*** Opening Data to use ***

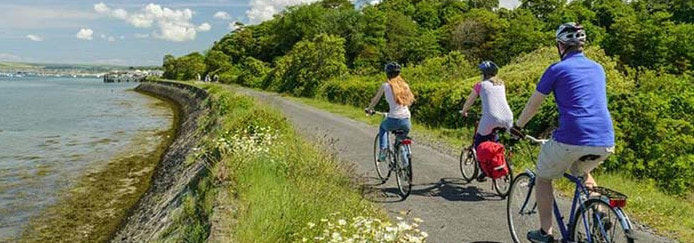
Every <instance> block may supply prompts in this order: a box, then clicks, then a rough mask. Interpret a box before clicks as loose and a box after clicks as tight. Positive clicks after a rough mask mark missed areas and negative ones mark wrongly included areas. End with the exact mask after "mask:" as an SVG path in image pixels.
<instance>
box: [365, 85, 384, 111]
mask: <svg viewBox="0 0 694 243" xmlns="http://www.w3.org/2000/svg"><path fill="white" fill-rule="evenodd" d="M383 93H385V90H384V89H383V86H381V87H380V88H379V89H378V92H376V96H374V97H373V98H372V99H371V104H369V107H368V108H367V109H369V110H370V109H373V108H374V107H375V106H376V105H377V104H378V101H380V100H381V97H382V96H383Z"/></svg>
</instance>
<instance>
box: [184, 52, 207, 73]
mask: <svg viewBox="0 0 694 243" xmlns="http://www.w3.org/2000/svg"><path fill="white" fill-rule="evenodd" d="M177 66H178V67H177V69H178V70H179V72H178V73H177V79H180V80H192V79H196V78H197V76H198V75H201V76H202V75H203V74H204V73H205V70H206V69H207V67H206V66H205V56H203V55H202V54H200V53H198V52H193V53H190V54H188V55H185V56H182V57H180V58H179V59H178V65H177Z"/></svg>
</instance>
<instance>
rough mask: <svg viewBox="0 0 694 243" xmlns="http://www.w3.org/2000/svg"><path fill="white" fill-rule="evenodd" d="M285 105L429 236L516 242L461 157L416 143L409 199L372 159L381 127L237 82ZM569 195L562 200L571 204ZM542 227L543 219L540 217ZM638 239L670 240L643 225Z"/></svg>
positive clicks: (454, 239)
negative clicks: (643, 225)
mask: <svg viewBox="0 0 694 243" xmlns="http://www.w3.org/2000/svg"><path fill="white" fill-rule="evenodd" d="M237 91H238V92H240V93H245V94H247V95H251V96H254V97H256V98H258V99H259V100H260V101H263V102H266V103H268V104H270V105H272V106H275V107H276V108H278V109H279V110H281V111H282V112H283V113H284V114H285V116H286V117H287V118H288V119H289V121H291V123H292V124H293V125H294V127H295V128H296V129H297V130H299V131H300V132H301V133H303V135H305V136H306V137H308V138H309V139H327V140H332V142H331V144H332V146H331V147H332V149H334V150H335V151H334V152H335V153H337V155H338V157H339V158H340V159H341V160H343V161H345V162H347V163H354V164H355V167H356V171H357V173H359V174H360V176H362V181H363V185H362V188H363V190H362V191H363V194H364V197H365V198H367V199H368V200H371V201H373V202H376V203H378V204H380V205H382V206H383V207H384V208H385V209H386V210H388V212H389V214H390V215H391V216H395V215H399V214H400V213H401V212H407V213H408V216H407V218H409V219H412V218H414V217H419V218H421V219H422V220H424V222H423V223H422V224H421V227H420V228H421V229H422V230H424V231H426V232H427V233H429V235H430V237H429V242H511V241H512V240H511V238H510V234H509V230H508V224H507V221H506V200H502V199H501V198H499V197H498V196H496V195H495V193H494V190H493V189H492V187H491V183H490V182H485V183H478V182H472V183H470V184H466V183H465V182H464V181H463V180H462V177H461V174H460V170H459V167H458V158H457V155H454V154H444V153H441V152H439V151H437V150H435V149H433V148H431V147H429V146H426V145H422V144H419V143H417V138H416V137H415V138H414V140H415V143H414V144H413V145H412V151H413V159H412V160H413V165H412V167H413V168H412V170H413V178H414V187H413V189H412V194H411V195H410V196H409V197H408V198H407V199H406V200H404V201H401V200H400V197H399V196H398V194H397V187H396V184H395V178H394V177H393V176H391V179H390V180H389V181H388V182H387V183H385V184H380V180H379V179H376V178H378V175H377V174H376V171H375V167H374V164H373V157H372V156H373V152H372V151H373V142H374V137H375V134H376V133H377V132H378V128H377V127H374V126H370V125H367V124H365V123H363V122H359V121H355V120H352V119H349V118H345V117H342V116H339V115H336V114H332V113H329V112H326V111H323V110H319V109H316V108H313V107H310V106H307V105H304V104H299V103H297V102H294V101H291V100H289V99H286V98H283V97H281V96H278V95H277V94H274V93H266V92H260V91H255V90H250V89H245V88H237ZM568 203H569V202H568V200H560V204H561V205H564V206H563V207H566V205H568ZM538 228H539V223H538ZM637 237H638V238H639V239H638V240H637V242H669V241H668V240H667V239H662V238H659V237H656V236H653V235H651V234H649V233H646V232H643V231H640V232H638V234H637Z"/></svg>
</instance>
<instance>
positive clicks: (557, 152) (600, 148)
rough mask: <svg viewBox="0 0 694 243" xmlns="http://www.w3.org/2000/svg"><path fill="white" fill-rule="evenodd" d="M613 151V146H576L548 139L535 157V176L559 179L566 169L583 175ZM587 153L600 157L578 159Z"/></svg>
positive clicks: (570, 171) (583, 175) (551, 139)
mask: <svg viewBox="0 0 694 243" xmlns="http://www.w3.org/2000/svg"><path fill="white" fill-rule="evenodd" d="M613 153H614V146H612V147H593V146H576V145H569V144H564V143H560V142H557V141H555V140H554V139H550V140H549V141H547V142H546V143H544V144H542V147H541V148H540V154H539V155H538V157H537V169H536V171H537V176H538V177H540V178H544V179H559V178H561V177H562V176H563V175H564V172H566V171H567V170H569V171H570V172H571V174H572V175H574V176H584V175H585V174H587V173H590V172H591V171H593V169H595V168H596V167H598V165H600V163H602V162H603V161H604V160H605V159H607V157H608V156H610V155H611V154H613ZM589 154H592V155H598V156H600V157H598V158H597V159H595V160H589V161H580V160H579V159H580V158H581V157H583V156H585V155H589Z"/></svg>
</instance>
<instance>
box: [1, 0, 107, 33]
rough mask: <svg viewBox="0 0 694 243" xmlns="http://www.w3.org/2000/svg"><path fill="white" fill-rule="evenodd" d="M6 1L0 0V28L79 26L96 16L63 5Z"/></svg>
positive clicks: (79, 26) (29, 28)
mask: <svg viewBox="0 0 694 243" xmlns="http://www.w3.org/2000/svg"><path fill="white" fill-rule="evenodd" d="M6 2H7V1H3V0H0V9H1V10H2V14H0V29H41V30H45V29H48V28H79V27H80V26H83V25H84V22H88V21H89V20H92V19H96V18H97V17H98V15H97V14H95V13H93V12H90V11H82V10H78V9H71V8H68V7H65V6H50V7H49V6H41V5H36V4H29V2H30V1H21V2H22V3H21V5H12V4H6ZM10 2H11V1H10ZM24 2H27V3H26V4H24Z"/></svg>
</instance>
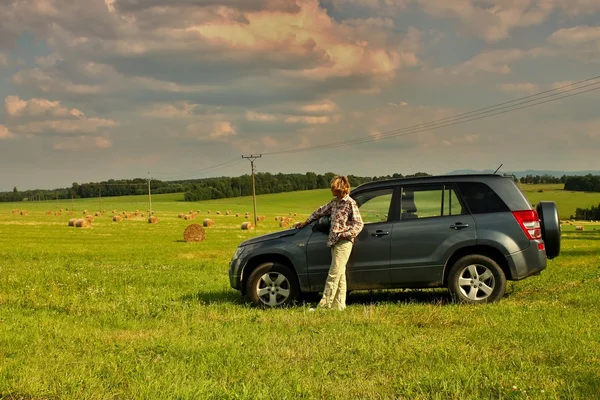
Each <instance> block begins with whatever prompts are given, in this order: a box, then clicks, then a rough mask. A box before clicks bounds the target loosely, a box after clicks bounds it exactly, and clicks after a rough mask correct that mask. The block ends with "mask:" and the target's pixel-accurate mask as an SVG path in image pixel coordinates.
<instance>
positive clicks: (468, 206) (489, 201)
mask: <svg viewBox="0 0 600 400" xmlns="http://www.w3.org/2000/svg"><path fill="white" fill-rule="evenodd" d="M457 186H458V190H459V191H460V194H461V195H462V198H463V199H464V200H465V203H466V205H467V207H469V210H470V211H471V213H472V214H486V213H495V212H506V211H510V209H509V208H508V206H507V205H506V204H505V203H504V201H502V199H501V198H500V197H499V196H498V195H497V194H496V192H494V191H493V190H492V189H491V188H490V187H489V186H488V185H486V184H485V183H481V182H458V183H457Z"/></svg>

*** Closing Data to use ***

_The task_
How many lines in the rows above contain the word "this"? Reply with the number only.

_Reply to the exercise_
2